There's a little bit of misinformation in here because knowing what type of encryption is used doesn't mean someone can decrypt the passwords. When something like this happens, they see a bunch of seemingly random letters and numbers that represent a password. It's one-way, so the passwords cannot be decrypted directly.  What they would have to do is try (likely with a program) a random combination of letters and numbers millions of times until they get a match. There are trillions of possible password combinations, so more often than not this won't happen, but it's always best to change it just in case. This is also why people suggest using strong passwords. "ABC" is easier to figure out than something long with different types of characters.


----------



## Paperboy012305 (Feb 25, 2018)

I wondered why I had to change my password, thanks for keeping us notified.


----------



## Sweetley (Feb 25, 2018)

Reginald Fairfield said:


> Who?



A user which was active here a long time ago and then got banned (if I remember correctly).


----------



## Reginald Fairfield (Feb 25, 2018)

Perilouise said:


> A user which was active here a long time ago and then got banned (if I remember correctly).



What do you have to do to banned here?


----------



## Oblivia (Feb 25, 2018)

In addition to what Jeremy has already said, no one needs to panic.  The likelihood of a hacker targeting a normal user's account is essentially nonexistent, and there's not much anyone can do with just an email address.

COMPLETE THE FOLLOWING
1. Repeat everything in the forum thread from "## Reginald Fairfield" down to "to banned here?".
2. According to the forum thread, why can't the passwords be decrypted directly?

STORED DATA
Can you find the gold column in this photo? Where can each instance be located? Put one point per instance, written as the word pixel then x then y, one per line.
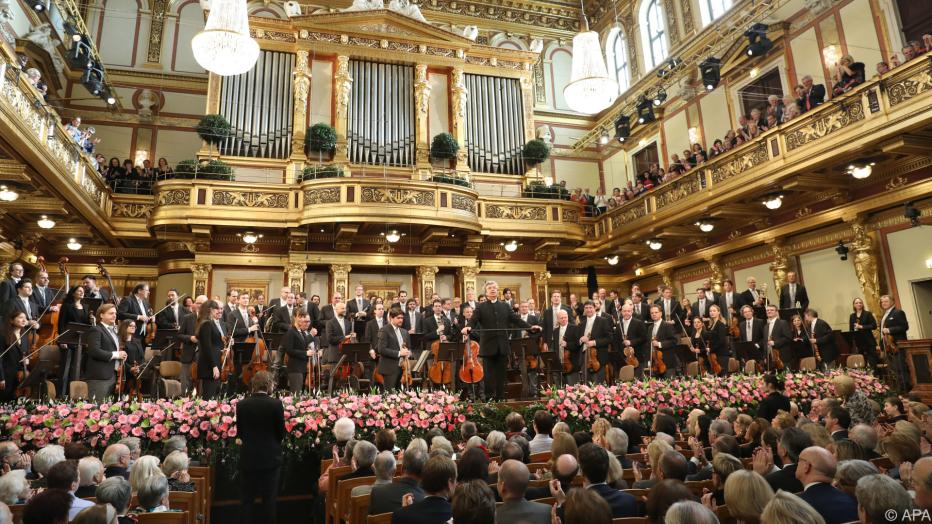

PROBLEM SOLUTIONS
1.
## Reginald Fairfield (Feb 25, 2018)

Perilouise said:


> A user which was active here a long time ago and then got banned (if I remember correctly).



What do you have to do to banned here?

2. Because the encryption is one-way.